■ Goal ■
Reproduce the line that contains "target | handbag strap" and every line after it through the end of the records, exactly, with nothing added.

Pointing dataset excerpts:

◇ ◇ ◇

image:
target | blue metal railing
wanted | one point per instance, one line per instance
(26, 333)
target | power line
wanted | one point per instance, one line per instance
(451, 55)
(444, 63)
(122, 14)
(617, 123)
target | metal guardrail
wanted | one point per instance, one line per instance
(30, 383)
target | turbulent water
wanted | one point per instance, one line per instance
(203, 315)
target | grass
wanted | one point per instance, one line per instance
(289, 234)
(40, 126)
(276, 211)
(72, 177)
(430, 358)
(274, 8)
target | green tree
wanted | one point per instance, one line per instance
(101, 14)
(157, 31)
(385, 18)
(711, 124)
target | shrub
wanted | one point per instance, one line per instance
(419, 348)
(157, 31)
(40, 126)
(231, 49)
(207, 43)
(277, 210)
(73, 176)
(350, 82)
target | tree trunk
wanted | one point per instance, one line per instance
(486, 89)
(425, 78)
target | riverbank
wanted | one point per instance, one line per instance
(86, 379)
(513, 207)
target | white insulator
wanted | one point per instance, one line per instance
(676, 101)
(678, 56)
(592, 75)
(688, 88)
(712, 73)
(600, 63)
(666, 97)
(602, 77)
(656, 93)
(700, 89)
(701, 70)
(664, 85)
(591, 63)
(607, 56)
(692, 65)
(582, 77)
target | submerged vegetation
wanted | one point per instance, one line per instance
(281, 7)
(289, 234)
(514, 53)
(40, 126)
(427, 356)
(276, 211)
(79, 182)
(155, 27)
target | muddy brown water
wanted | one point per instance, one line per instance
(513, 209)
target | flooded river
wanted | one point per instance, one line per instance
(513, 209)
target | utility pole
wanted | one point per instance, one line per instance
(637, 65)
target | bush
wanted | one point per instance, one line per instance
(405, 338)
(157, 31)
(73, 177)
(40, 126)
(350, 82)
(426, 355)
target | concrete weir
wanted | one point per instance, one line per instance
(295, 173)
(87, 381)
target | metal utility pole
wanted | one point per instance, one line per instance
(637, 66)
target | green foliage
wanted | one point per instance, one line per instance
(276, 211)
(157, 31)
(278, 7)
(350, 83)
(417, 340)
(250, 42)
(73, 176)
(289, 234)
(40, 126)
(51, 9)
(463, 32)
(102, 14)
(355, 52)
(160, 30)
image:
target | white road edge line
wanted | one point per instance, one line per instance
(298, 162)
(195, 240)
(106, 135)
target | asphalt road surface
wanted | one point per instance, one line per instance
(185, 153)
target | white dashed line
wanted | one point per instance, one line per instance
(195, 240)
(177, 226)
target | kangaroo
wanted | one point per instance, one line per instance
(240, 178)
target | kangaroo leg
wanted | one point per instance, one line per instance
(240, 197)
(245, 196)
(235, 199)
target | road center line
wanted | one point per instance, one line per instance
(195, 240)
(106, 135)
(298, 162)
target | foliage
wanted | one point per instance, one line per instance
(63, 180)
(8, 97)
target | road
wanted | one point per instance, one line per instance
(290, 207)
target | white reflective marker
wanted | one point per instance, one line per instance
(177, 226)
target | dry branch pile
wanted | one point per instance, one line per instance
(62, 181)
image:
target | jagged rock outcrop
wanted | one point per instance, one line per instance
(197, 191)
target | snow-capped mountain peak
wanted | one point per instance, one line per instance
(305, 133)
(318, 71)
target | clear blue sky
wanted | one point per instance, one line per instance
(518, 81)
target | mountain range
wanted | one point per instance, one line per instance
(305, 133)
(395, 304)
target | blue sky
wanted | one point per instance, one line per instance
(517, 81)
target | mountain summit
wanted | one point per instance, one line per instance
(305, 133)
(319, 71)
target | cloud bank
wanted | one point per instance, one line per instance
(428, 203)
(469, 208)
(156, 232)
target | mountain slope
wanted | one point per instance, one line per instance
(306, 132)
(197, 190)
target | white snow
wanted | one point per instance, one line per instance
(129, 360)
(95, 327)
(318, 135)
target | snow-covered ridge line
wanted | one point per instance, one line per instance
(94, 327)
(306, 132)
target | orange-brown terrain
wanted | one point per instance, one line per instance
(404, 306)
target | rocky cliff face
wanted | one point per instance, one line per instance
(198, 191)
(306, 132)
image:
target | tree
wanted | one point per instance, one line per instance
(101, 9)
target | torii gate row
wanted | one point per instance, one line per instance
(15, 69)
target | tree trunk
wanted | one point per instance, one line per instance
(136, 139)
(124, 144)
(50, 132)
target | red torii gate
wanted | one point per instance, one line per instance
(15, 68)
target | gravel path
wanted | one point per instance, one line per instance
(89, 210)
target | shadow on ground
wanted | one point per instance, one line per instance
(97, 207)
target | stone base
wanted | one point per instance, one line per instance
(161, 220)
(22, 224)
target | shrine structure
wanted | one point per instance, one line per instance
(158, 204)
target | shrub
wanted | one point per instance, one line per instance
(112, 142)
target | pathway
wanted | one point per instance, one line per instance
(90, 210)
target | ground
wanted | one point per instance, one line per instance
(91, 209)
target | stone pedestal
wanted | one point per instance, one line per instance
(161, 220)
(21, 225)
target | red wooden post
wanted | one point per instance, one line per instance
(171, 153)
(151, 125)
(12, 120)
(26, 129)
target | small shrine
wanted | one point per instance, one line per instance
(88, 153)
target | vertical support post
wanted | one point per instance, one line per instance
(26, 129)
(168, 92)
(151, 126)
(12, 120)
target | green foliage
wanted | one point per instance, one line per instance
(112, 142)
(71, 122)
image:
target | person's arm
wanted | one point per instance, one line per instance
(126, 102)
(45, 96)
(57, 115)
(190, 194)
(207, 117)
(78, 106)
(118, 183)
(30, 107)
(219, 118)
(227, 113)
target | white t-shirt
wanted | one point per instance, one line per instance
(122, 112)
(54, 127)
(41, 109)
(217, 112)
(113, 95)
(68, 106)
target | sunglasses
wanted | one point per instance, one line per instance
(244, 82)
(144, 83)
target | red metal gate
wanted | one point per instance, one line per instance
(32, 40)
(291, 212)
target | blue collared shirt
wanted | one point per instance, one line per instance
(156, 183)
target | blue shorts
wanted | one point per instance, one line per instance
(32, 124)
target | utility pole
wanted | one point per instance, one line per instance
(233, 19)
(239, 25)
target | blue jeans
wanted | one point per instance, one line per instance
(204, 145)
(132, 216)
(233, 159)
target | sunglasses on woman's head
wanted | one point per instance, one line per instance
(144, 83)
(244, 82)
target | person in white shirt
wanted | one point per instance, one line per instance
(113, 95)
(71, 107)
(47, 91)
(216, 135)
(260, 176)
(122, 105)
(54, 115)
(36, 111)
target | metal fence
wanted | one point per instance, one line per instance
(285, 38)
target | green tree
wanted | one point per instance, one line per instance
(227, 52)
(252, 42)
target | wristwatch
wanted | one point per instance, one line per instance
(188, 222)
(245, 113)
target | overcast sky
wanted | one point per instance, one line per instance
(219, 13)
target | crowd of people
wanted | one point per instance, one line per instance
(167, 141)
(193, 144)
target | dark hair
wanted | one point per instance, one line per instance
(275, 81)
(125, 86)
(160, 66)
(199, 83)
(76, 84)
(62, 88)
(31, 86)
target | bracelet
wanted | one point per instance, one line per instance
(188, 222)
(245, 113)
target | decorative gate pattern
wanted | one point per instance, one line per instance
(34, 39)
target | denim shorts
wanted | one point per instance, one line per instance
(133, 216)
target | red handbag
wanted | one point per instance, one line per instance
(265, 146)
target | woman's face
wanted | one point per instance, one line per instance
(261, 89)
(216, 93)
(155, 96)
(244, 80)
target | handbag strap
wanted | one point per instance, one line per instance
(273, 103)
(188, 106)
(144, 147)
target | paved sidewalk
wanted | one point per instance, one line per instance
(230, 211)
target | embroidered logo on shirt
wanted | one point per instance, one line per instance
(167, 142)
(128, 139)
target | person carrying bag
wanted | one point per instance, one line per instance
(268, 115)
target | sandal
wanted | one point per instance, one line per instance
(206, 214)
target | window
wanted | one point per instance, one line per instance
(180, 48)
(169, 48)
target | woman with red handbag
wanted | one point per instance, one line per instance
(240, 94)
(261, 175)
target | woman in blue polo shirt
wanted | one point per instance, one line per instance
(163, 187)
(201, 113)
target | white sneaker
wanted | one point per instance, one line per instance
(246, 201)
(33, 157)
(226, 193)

◇ ◇ ◇

■ The answer ■
target | handbag strap
wanted | one point per instance, one line per instance
(273, 103)
(188, 106)
(144, 147)
target | paved sidewalk
wanted | one point per instance, one line per instance
(230, 211)
target | embroidered logo on shirt
wanted | one point per instance, one line per instance
(167, 142)
(128, 139)
target | person carrying bag
wanted | one point per instance, one line per instance
(268, 115)
target | sandal
wanted | one point per instance, one line per instance
(206, 214)
target | window
wanted | one point per instance, one line per instance
(180, 48)
(169, 48)
target | woman with red handbag
wanted | one point per instance, one line per instance
(240, 94)
(261, 175)
target | woman in blue polo shirt
wanted | one point per instance, one line per instance
(163, 187)
(201, 113)
target | white sneaker
wanted | one point per instance, one line per instance
(246, 201)
(33, 157)
(226, 193)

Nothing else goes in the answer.